• Instructions to follow:
Take the line that has "Expected output: for each instance of the corrugated" in it and every line after it to the end of the entries, and reproduce them exactly.

• Information supplied:
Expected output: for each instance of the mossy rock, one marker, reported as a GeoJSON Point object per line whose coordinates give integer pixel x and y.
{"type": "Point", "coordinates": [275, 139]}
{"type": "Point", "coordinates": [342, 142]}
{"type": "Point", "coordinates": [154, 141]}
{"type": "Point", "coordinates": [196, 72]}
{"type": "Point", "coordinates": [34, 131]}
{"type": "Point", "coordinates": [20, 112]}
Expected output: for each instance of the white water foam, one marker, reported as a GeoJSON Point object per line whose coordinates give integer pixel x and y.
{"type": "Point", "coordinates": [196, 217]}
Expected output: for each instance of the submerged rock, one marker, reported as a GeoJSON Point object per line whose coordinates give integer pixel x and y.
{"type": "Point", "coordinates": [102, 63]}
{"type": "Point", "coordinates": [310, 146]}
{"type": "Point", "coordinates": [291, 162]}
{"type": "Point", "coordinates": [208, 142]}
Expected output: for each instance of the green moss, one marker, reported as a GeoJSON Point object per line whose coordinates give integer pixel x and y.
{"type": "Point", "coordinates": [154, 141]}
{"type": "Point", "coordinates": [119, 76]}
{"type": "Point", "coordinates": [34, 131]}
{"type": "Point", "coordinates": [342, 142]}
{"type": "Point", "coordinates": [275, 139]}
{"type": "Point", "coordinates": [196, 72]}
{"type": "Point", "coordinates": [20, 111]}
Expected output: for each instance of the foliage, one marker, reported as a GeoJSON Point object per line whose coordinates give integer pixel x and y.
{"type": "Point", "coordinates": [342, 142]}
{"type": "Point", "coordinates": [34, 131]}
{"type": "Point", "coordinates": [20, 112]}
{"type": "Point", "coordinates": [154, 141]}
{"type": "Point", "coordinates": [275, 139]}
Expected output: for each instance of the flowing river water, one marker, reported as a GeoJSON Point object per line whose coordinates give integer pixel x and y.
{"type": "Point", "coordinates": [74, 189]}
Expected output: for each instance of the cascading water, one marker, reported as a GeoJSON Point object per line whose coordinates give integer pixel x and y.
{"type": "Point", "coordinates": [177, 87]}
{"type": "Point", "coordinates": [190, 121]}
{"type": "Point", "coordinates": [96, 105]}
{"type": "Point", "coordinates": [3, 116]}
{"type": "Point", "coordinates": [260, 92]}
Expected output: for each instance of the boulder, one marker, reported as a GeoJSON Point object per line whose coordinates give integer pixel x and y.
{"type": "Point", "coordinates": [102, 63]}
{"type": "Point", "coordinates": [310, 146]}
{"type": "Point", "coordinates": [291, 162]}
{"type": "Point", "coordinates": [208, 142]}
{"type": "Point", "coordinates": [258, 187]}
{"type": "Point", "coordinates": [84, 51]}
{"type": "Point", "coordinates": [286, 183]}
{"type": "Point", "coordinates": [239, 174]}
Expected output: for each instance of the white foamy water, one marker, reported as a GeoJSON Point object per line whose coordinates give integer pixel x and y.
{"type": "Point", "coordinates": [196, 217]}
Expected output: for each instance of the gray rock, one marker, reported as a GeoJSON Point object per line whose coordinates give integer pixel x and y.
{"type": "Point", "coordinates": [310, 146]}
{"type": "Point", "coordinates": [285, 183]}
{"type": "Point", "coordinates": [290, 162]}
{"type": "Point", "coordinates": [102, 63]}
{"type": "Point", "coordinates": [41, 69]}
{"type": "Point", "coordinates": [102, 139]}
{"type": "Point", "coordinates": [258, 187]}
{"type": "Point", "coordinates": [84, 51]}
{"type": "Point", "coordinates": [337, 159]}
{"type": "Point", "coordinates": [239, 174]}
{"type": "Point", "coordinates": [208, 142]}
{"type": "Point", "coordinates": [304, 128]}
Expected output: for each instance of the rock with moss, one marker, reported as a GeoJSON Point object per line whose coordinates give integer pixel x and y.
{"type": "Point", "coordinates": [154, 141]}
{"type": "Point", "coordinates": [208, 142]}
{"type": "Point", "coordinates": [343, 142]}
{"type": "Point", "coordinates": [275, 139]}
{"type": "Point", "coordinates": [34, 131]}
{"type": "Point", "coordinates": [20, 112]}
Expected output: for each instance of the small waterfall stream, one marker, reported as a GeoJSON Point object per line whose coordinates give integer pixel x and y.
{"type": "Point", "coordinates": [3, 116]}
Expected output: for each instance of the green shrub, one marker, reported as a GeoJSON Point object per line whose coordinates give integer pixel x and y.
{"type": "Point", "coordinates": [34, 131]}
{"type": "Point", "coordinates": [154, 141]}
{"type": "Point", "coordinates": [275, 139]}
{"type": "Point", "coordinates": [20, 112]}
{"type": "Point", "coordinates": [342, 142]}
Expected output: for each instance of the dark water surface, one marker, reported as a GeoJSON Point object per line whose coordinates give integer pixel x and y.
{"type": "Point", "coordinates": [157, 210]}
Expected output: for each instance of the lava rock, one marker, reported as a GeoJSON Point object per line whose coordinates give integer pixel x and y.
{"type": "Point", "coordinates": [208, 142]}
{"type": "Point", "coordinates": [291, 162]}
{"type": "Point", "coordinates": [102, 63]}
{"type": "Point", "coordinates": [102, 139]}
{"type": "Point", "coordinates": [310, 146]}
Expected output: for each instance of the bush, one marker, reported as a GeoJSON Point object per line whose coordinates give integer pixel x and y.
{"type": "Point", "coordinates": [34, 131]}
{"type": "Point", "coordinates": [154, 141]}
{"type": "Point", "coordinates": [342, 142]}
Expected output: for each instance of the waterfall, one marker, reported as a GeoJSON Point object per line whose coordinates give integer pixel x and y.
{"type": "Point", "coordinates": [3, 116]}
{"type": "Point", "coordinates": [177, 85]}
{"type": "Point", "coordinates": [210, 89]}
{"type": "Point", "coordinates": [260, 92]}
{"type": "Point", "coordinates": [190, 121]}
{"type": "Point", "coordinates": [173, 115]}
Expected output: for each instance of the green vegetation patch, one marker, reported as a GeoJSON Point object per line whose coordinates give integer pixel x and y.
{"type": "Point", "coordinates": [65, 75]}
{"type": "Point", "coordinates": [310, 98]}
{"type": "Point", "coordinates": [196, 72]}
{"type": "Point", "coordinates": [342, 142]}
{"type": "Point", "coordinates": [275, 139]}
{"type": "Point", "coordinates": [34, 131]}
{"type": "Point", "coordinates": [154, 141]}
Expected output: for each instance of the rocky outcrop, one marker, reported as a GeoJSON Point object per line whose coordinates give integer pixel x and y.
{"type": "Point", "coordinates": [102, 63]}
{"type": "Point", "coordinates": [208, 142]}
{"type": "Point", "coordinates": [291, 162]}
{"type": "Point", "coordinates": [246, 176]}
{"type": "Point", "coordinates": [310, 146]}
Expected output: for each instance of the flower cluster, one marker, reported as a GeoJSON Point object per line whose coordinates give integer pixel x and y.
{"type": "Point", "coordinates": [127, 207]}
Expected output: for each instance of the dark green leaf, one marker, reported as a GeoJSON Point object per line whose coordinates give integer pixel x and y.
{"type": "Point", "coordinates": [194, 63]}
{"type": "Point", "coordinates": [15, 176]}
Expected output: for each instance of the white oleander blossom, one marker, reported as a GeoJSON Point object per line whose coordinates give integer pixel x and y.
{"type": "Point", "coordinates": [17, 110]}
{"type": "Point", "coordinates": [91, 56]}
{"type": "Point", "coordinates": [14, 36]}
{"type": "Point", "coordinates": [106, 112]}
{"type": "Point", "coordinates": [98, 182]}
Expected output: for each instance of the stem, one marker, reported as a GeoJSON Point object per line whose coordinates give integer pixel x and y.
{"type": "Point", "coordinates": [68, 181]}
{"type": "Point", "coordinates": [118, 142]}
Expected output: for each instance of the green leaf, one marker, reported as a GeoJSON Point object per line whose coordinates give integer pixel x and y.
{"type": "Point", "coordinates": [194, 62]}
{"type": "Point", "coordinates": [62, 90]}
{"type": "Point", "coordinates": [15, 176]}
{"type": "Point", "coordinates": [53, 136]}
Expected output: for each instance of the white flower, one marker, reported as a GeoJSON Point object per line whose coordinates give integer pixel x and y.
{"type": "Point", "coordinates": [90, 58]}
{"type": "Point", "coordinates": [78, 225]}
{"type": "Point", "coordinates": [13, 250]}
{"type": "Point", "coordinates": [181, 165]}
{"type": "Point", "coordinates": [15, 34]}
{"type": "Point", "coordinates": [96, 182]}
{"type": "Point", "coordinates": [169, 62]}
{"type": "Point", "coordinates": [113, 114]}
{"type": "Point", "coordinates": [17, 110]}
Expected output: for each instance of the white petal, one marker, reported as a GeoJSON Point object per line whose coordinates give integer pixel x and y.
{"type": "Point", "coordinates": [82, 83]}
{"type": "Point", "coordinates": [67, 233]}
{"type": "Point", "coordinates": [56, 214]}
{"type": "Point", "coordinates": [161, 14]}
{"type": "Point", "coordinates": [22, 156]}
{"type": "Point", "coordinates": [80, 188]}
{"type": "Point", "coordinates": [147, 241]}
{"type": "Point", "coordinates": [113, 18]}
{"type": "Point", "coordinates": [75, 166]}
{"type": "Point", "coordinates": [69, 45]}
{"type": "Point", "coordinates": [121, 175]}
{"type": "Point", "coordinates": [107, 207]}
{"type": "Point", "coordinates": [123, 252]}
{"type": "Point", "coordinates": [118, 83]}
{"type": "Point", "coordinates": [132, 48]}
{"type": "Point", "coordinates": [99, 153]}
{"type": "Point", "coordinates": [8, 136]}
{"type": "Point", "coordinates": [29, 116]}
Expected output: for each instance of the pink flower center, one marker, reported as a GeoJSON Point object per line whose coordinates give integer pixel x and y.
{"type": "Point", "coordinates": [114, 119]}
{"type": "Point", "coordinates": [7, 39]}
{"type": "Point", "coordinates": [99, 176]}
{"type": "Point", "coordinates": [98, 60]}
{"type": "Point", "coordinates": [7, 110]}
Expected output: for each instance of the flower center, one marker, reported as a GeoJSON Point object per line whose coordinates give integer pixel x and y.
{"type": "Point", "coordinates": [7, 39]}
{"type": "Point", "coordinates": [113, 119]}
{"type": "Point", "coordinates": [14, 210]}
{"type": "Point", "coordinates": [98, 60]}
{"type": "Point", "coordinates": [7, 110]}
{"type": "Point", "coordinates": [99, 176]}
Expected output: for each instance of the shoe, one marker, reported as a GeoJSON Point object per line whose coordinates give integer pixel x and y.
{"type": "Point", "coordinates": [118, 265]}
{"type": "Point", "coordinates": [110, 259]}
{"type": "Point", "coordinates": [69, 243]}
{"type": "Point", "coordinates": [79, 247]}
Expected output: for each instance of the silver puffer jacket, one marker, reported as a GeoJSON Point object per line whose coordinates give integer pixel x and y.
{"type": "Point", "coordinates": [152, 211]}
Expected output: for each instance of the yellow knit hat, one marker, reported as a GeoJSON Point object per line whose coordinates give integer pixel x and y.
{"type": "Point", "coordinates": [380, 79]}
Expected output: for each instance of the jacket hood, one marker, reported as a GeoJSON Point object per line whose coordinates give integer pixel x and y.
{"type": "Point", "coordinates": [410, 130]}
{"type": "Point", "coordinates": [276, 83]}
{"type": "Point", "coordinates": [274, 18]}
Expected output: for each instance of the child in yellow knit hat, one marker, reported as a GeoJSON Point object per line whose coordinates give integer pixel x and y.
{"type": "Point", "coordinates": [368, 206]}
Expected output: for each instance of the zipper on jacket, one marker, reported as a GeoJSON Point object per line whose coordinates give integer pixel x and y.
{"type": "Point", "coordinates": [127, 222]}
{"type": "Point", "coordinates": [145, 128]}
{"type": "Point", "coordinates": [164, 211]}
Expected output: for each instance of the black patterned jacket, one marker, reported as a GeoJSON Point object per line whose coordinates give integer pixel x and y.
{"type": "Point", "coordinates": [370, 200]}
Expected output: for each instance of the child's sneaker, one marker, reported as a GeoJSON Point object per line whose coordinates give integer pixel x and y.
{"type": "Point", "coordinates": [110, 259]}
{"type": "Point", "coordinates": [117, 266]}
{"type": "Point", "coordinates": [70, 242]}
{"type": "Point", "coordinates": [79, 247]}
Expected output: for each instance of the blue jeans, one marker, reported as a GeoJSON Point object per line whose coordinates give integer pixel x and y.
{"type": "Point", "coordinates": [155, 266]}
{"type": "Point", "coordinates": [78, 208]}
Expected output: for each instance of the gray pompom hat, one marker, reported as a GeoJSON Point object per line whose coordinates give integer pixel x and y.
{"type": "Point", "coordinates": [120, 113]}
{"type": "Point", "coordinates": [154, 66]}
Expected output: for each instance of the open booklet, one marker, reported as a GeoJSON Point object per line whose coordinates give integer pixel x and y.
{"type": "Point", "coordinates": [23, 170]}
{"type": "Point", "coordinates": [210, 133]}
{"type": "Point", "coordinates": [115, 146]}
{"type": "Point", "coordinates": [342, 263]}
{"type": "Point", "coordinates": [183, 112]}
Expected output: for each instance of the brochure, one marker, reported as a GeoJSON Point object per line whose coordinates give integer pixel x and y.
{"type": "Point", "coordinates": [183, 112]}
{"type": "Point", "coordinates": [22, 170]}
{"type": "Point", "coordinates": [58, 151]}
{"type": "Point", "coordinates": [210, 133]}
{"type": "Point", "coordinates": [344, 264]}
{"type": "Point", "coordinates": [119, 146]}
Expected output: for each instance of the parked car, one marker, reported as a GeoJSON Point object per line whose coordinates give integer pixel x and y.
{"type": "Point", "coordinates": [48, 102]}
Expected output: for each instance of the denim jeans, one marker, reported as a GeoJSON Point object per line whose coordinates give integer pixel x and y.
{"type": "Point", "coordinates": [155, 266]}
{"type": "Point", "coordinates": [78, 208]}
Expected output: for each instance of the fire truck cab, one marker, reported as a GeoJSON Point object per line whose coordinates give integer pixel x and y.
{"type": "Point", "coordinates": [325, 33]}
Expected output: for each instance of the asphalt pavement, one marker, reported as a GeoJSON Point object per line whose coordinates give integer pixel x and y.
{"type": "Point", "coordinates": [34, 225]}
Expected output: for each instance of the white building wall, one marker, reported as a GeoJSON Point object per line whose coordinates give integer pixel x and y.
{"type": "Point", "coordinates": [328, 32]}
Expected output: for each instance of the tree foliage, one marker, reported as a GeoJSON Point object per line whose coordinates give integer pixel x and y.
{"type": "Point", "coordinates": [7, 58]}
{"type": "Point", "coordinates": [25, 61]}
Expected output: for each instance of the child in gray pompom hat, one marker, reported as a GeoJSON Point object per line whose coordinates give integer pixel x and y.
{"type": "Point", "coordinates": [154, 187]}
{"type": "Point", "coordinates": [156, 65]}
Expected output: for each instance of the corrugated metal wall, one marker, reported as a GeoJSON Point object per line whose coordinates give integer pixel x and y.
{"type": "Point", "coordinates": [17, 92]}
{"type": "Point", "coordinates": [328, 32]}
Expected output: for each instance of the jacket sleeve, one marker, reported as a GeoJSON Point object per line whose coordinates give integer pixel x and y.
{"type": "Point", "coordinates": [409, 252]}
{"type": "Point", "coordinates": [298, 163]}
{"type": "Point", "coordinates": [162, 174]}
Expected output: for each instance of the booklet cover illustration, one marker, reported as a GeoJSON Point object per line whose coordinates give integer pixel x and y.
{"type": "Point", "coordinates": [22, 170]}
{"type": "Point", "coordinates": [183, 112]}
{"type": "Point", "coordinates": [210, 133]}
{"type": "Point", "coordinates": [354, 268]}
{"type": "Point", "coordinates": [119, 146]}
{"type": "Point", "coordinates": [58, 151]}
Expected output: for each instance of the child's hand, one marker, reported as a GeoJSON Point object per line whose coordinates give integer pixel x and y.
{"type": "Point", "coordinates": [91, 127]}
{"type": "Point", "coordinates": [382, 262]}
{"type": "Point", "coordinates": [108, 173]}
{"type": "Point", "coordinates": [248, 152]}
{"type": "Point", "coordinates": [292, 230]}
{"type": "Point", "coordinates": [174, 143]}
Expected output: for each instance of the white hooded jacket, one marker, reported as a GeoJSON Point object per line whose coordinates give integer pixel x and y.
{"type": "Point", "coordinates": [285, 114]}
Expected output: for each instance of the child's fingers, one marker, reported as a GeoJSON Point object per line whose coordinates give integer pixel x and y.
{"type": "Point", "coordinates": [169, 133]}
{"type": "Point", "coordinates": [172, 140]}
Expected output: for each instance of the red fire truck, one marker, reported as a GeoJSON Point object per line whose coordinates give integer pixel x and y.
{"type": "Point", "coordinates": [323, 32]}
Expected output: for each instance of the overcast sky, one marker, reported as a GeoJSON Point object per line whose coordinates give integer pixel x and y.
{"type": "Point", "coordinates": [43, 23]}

• Response to the task:
Expected output: for each instance of the corrugated metal wall, one marker, reported as a GeoJSON Point object per line whose coordinates give integer pixel x and y.
{"type": "Point", "coordinates": [17, 92]}
{"type": "Point", "coordinates": [328, 32]}
Expected output: for each instance of the jacket sleeve, one marker, reported as a GeoJSON Point object per line whose coordinates give integer pixel x and y.
{"type": "Point", "coordinates": [409, 252]}
{"type": "Point", "coordinates": [298, 163]}
{"type": "Point", "coordinates": [162, 174]}
Expected output: for each instance of the booklet cover illustration, one marker, reported as a GeoJSON Point object per line whose coordinates give integer pixel x and y.
{"type": "Point", "coordinates": [22, 170]}
{"type": "Point", "coordinates": [183, 112]}
{"type": "Point", "coordinates": [210, 133]}
{"type": "Point", "coordinates": [354, 268]}
{"type": "Point", "coordinates": [119, 146]}
{"type": "Point", "coordinates": [58, 151]}
Expected output: for each instance of the child's hand, one marker, reported as a GeoJSON Point object per line whose coordinates give integer pixel x and y.
{"type": "Point", "coordinates": [91, 127]}
{"type": "Point", "coordinates": [382, 262]}
{"type": "Point", "coordinates": [108, 173]}
{"type": "Point", "coordinates": [248, 152]}
{"type": "Point", "coordinates": [292, 230]}
{"type": "Point", "coordinates": [174, 143]}
Expected output: for each instance of the white hooded jacket, one marker, reported as a GeoJSON Point object per line whose coordinates give integer pixel x and y.
{"type": "Point", "coordinates": [285, 114]}
Expected output: for each instance of the child's fingers, one marker, reported as a GeoJSON Point object per line whose coordinates give integer pixel x and y.
{"type": "Point", "coordinates": [169, 133]}
{"type": "Point", "coordinates": [172, 140]}
Expected output: for each instance of the red fire truck, one marker, reported as a GeoJSON Point object per line whose coordinates give integer pixel x and y.
{"type": "Point", "coordinates": [323, 32]}
Expected output: for each instance of the overcast sky, one marker, reported as a GeoJSON Point object per line whose coordinates give integer pixel x and y.
{"type": "Point", "coordinates": [43, 23]}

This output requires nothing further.